◆ CONSIGNE
Recopiez fidèlement, dans le texte sur l'école publique, le passage qui commence par les mots contenant « L’Etat veut maintenir » et se termine par « pour le pays. ».

◆ EXTRAIT CITÉ
******************************
Une question de fond se pose à notre pays : est ce que l’école publique est encore un enjeu de développement pour nos gouvernants ? L’école est devenue un ghetto. On y va par défaut et on reste faute de mieux. La preuve on ne voit personne quitter un autre corps de métier pour devenir enseignant. Du coup il faut repenser d’abord le travail des enseignants avant même de réfléchir sur leur revalorisation. Il y a un malentendu là. Lorsque je silonne le pays, je vois la qualité des infrastructures scolaires et l’idée que l’Etat se fait du système.
L’Etat veut maintenir une « garderie » paisible et mininaliste. Leurs enfants n’y sont pas et ils ne comptent pas soutenir « la relève ». Les enseignants veulent qu’on les prenne au serieux et que leur outil de travail soit reconnu. C’est très dommageable. Et puis le client principal a cessé d’exiger un service. Ceux qui peuvent le faire envoient leurs enfants dans le privé. Il n’existe pas de vrai contrat de performance. Aors que le dialogue social sur la question de l’école est le premier contact social à définir pour le pays.
Comment voulons nous préparer les élèves pour la vie, pour les entreprises, etc. Quelles sont les motivations à devenir enseignant? Pourquoi voulons nous que les enseignants aient une motivation beaucoup plus altruiste que dans les autres corps de metier ? Au point qu’il devient presque indécent de réclamer un salaire digne ? Quid du statut social de la profession? Ce corps d’élite (c’était le cas) a connu plusieurs cycles de dilution. Aujourd’hui être enseignant est devenu très ambivalent. Les raccourcis sur leur formation, les recrutements politiques, la paupérisation sont passés par là. Donc ils n’arrivent plus à se définir comme un corps et cela fragilise leur capacité de négociation.
******************************
◆ RELEVÉ DES DONNÉES
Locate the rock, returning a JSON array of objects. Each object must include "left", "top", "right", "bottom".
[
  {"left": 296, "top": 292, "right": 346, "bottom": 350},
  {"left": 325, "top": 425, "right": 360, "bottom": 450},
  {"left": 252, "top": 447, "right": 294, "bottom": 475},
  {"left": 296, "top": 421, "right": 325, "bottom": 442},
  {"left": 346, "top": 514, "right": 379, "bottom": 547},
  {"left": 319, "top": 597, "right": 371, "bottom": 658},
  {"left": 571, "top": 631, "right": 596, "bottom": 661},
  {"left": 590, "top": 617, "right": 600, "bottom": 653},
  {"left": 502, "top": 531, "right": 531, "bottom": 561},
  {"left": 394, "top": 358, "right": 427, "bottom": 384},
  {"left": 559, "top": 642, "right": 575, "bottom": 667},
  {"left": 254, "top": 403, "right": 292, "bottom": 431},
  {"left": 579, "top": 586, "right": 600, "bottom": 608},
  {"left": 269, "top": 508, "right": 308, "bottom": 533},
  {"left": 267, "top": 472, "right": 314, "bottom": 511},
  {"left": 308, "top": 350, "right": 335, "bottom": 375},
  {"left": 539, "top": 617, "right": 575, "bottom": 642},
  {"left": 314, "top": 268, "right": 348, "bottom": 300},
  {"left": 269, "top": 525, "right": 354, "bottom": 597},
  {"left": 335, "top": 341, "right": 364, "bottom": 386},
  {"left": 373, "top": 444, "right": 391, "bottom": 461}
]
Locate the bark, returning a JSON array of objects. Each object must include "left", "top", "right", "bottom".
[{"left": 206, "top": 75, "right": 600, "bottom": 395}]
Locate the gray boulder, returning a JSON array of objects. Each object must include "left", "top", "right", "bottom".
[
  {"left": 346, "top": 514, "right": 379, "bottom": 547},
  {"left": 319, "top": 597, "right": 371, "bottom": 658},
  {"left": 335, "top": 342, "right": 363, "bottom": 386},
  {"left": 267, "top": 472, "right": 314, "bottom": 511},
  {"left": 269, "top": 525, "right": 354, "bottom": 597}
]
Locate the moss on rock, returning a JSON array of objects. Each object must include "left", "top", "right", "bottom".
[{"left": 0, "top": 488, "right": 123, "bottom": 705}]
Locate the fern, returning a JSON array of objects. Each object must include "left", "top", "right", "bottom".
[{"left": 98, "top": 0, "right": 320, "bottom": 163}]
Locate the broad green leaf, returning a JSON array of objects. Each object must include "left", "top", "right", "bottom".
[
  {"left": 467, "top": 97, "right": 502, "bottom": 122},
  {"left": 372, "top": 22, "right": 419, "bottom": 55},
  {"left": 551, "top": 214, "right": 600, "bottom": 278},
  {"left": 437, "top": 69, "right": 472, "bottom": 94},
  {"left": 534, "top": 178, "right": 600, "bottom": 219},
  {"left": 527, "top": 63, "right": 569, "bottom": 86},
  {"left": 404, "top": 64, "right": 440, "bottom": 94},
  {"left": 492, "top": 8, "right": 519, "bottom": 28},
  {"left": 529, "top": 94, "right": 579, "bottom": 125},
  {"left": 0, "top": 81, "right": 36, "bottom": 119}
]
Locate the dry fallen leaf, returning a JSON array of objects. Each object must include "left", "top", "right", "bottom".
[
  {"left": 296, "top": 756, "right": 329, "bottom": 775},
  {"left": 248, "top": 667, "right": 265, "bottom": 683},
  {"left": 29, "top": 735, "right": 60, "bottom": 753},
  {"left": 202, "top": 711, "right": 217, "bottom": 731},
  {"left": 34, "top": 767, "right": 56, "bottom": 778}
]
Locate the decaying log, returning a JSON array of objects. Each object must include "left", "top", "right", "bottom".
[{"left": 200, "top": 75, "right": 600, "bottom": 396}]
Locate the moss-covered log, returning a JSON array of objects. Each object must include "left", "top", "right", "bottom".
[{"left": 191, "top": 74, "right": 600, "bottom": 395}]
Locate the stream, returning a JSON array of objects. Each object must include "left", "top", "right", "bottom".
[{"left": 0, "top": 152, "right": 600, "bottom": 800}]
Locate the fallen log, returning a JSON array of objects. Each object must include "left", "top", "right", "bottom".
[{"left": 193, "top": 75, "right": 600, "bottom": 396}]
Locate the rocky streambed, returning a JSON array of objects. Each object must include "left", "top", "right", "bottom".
******************************
◆ RÉSULTAT ATTENDU
L’Etat veut maintenir une « garderie » paisible et mininaliste. Leurs enfants n’y sont pas et ils ne comptent pas soutenir « la relève ». Les enseignants veulent qu’on les prenne au serieux et que leur outil de travail soit reconnu. C’est très dommageable. Et puis le client principal a cessé d’exiger un service. Ceux qui peuvent le faire envoient leurs enfants dans le privé. Il n’existe pas de vrai contrat de performance. Aors que le dialogue social sur la question de l’école est le premier contact social à définir pour le pays.